WHAT IS EXPECTED:
Repeat the data word for word, starting at the first line and ending at the line that contains "Target: **sky**", with both ends included.

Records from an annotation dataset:
--------
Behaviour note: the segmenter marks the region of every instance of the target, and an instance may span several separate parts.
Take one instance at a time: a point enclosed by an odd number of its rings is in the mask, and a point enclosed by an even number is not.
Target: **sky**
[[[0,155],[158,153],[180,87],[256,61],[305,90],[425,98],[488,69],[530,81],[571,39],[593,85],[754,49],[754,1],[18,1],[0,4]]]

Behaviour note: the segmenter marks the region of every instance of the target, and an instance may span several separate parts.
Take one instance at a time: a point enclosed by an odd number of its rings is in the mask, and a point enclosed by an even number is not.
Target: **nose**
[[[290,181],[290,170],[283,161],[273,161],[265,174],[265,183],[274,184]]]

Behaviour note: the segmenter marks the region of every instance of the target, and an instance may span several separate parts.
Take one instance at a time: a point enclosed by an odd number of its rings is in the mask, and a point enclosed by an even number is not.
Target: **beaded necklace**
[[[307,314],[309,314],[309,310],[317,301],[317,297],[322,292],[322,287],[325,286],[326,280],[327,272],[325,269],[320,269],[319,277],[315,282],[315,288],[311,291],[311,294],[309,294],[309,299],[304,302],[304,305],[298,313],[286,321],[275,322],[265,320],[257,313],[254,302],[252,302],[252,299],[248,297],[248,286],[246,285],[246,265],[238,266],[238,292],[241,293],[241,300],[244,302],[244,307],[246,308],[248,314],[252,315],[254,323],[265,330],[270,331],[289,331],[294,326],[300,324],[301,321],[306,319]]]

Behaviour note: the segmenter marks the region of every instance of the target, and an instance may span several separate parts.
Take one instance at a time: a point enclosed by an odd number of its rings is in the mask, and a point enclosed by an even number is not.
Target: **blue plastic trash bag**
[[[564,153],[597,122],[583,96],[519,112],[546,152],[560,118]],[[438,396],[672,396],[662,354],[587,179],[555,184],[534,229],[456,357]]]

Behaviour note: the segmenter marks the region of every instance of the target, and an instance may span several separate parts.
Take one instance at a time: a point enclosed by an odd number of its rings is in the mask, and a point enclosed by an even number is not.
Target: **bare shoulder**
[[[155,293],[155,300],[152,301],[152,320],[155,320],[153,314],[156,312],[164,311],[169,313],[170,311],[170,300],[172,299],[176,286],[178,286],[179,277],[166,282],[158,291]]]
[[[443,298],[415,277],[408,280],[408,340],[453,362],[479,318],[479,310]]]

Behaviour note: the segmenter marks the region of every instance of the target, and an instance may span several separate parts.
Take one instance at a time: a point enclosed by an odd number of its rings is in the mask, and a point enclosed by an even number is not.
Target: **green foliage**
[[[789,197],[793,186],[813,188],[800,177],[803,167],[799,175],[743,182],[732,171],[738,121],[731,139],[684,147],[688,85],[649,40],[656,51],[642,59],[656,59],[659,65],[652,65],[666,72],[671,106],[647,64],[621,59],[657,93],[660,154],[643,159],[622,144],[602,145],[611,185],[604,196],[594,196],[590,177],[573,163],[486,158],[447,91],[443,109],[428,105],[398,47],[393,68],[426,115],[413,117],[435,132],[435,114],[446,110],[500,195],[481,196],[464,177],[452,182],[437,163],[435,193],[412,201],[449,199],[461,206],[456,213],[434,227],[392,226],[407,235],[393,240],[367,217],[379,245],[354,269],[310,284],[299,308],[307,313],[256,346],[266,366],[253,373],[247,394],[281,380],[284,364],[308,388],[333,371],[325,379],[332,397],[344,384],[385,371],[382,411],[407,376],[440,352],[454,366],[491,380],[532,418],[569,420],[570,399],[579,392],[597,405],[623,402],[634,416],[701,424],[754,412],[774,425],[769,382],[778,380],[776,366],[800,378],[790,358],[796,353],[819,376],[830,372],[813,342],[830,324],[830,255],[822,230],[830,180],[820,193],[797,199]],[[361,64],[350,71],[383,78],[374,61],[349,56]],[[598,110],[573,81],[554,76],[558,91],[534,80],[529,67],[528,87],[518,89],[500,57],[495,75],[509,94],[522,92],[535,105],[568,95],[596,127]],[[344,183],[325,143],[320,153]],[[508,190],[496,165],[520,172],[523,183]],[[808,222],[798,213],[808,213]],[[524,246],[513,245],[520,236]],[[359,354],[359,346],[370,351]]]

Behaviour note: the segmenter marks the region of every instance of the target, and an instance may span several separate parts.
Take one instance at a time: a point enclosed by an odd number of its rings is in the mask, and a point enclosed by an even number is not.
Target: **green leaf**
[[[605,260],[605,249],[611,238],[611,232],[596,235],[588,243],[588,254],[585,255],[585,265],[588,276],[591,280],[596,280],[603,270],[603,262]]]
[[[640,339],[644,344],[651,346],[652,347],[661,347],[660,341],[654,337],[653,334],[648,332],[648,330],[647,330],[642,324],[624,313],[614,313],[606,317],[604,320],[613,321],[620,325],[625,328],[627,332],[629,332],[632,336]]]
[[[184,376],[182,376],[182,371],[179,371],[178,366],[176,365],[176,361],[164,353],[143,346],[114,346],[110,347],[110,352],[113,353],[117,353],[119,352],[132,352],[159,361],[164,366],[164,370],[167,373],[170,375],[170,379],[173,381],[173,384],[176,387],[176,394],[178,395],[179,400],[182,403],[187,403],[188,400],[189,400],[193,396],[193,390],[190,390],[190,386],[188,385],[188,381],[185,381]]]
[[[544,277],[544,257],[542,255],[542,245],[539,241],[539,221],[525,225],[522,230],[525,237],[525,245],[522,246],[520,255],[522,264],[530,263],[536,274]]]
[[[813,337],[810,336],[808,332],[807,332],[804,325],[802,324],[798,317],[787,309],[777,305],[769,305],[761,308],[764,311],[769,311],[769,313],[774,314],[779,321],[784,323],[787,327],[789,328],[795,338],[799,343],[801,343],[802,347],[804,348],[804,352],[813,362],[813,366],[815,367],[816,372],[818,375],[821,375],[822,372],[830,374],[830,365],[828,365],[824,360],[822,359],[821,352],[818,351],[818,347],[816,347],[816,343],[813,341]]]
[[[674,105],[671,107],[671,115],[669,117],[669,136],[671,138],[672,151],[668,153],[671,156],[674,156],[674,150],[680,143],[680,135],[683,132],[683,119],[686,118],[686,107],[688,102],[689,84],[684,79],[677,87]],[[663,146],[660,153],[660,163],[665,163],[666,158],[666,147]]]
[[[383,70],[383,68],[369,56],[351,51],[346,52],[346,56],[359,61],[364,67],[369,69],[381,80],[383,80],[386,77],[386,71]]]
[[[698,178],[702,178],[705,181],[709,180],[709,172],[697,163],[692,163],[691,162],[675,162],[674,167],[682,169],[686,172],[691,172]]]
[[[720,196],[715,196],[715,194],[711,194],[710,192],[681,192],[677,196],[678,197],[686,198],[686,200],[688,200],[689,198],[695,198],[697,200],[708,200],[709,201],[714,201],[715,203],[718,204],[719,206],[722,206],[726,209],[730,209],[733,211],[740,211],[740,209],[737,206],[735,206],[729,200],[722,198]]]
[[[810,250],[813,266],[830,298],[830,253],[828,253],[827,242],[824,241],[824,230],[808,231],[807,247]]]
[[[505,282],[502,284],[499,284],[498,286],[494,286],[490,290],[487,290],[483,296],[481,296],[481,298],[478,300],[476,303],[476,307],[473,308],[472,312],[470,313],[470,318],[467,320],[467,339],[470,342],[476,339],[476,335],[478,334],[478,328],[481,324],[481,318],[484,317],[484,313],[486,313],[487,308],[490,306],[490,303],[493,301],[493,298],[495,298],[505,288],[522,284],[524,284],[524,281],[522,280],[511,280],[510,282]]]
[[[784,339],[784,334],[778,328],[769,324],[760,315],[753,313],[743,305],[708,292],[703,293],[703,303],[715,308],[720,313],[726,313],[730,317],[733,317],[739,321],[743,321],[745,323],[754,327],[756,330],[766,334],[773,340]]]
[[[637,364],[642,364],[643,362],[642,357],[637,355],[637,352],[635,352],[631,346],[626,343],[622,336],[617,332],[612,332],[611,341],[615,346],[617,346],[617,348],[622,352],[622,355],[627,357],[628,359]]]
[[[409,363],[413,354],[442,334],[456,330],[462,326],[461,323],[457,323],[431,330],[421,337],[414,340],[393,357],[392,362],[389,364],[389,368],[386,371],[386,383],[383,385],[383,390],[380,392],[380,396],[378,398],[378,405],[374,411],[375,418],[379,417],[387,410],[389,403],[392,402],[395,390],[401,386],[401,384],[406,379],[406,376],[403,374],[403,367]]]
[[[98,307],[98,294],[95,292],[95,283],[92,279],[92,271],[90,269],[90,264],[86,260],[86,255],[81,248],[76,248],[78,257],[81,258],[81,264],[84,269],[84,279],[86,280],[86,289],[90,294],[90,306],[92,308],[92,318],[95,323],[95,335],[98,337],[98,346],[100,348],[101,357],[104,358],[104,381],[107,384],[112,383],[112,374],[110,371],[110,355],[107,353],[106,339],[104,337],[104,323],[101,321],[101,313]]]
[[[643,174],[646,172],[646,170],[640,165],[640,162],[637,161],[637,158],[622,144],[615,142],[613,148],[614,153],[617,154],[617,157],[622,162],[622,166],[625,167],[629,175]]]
--------
CORRECT OUTPUT:
Behaviour note: the segmenter marks the region of every instance of the target, and an instance may span several separate parts.
Take one instance at a time: a point enclosed by an odd number of its rings is in the mask, and a point enclosed by an even number is not.
Target: **sky**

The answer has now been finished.